Selected extract:
++++++++++++++++++++

Under the guise of ‘public sector reform’, the coalition looks set to continue the trend set by New Labour, removing national controls in favour of local controls and greater autonomy for patients and health professionals.

But without any formal piloting, these reforms simply will not scratch the surface of current shortcomings in patient care – instead, they will spell the start of a health service economy.

The fact is that GPs will not be able to manage the allocation of financial resources worth over £80 billion; they haven’t been trained in resource management, nor do they have the time or experience. The only option available to many consortia would be to buy in help from private companies, with the amount of money spent on good organisation being up to the individual GP practice.

The phasing out of PCTs by 2013 will move responsibility for decisions affecting the entire NHS budget from national control to control at a more local level, and it is very difficult to see how this local control could be sustainable without inequalities in NHS care. Inevitably, it would lead to exactly the sort of ‘postcode lottery’ situation that NICE was set up in order to avoid, as some consortia would provide services that others would not.

Furthermore, GPs face a fundamental conflict of interest in that they are both providers and purchasers. Should they put the needs of their patients first, or the needs of their consortium first? Are they healthcare providers, or are they accountants?

The NHS being a system within which there are finite resources and, effectively, infinite demand, the new proposals make it a clear economic advantage for a GP to not treat their patients.

Because of their new role, GPs may feel that they have to refer a patient to a cheaper provider, or prescribe a cheaper treatment, to cut costs – and to add extra pressure, the White Paper has made it very clear that “there will be no bailouts for organisations which overspend public budgets.”

What is unclear, in fact, is what would happen to the patients attending a GP practice, were its consortia to become bankrupt. How would their care be provided for?

++++++++++++++++++++

Recorded data:
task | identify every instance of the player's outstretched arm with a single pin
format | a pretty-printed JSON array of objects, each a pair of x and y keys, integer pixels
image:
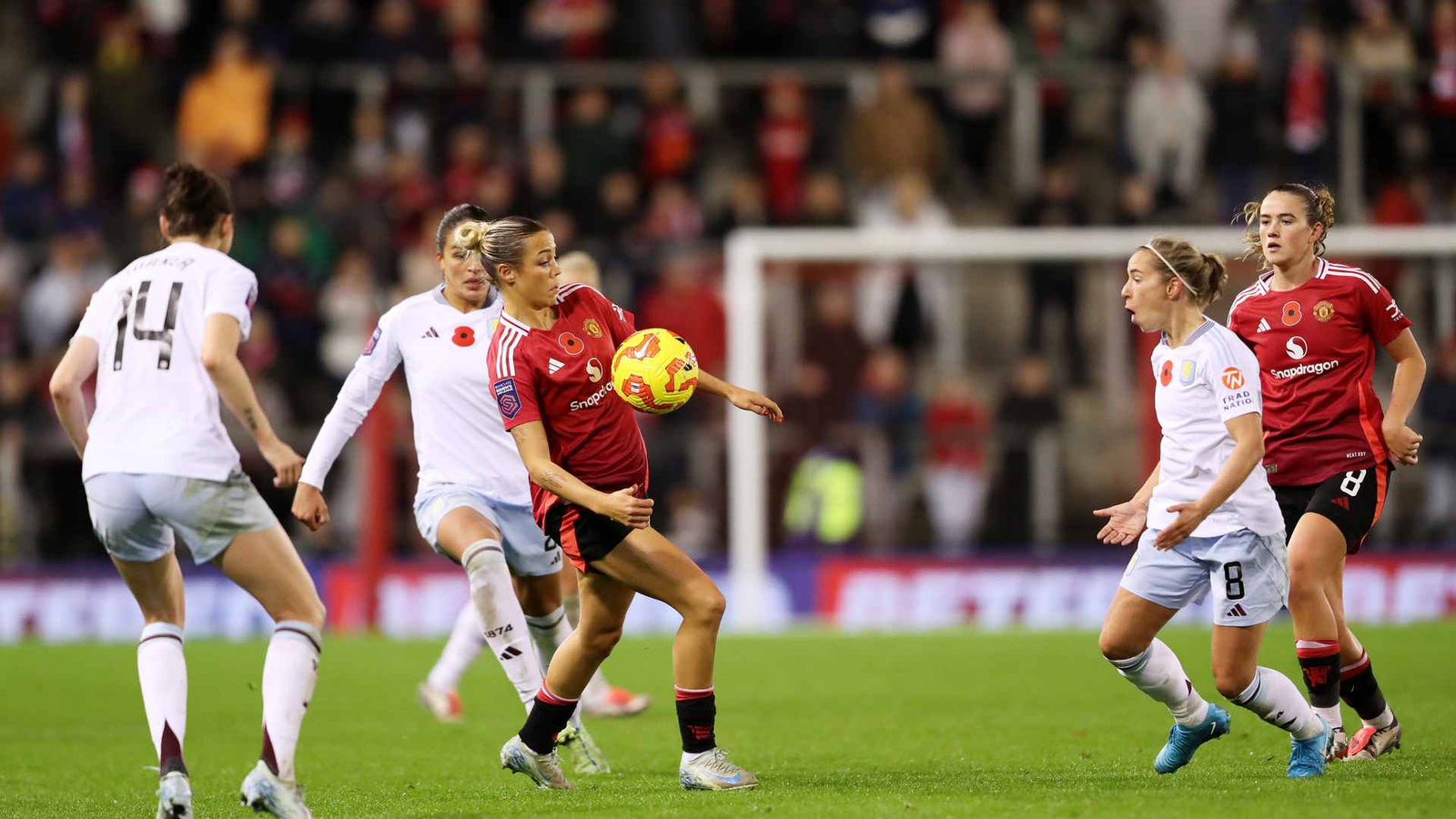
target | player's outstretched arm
[
  {"x": 739, "y": 397},
  {"x": 1410, "y": 373},
  {"x": 220, "y": 341},
  {"x": 622, "y": 506},
  {"x": 1249, "y": 450},
  {"x": 66, "y": 389}
]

++++++++++++++++++++

Actions to take:
#1 Write out the part of the piece on NHS reform starting at "The NHS being" and ending at "be provided for?".
#2 List every sentence in the piece on NHS reform that ends with a question mark.
The recorded data is not needed here.

Solution list:
#1
The NHS being a system within which there are finite resources and, effectively, infinite demand, the new proposals make it a clear economic advantage for a GP to not treat their patients.

Because of their new role, GPs may feel that they have to refer a patient to a cheaper provider, or prescribe a cheaper treatment, to cut costs – and to add extra pressure, the White Paper has made it very clear that “there will be no bailouts for organisations which overspend public budgets.”

What is unclear, in fact, is what would happen to the patients attending a GP practice, were its consortia to become bankrupt. How would their care be provided for?

#2
- Should they put the needs of their patients first, or the needs of their consortium first?
- Are they healthcare providers, or are they accountants?
- How would their care be provided for?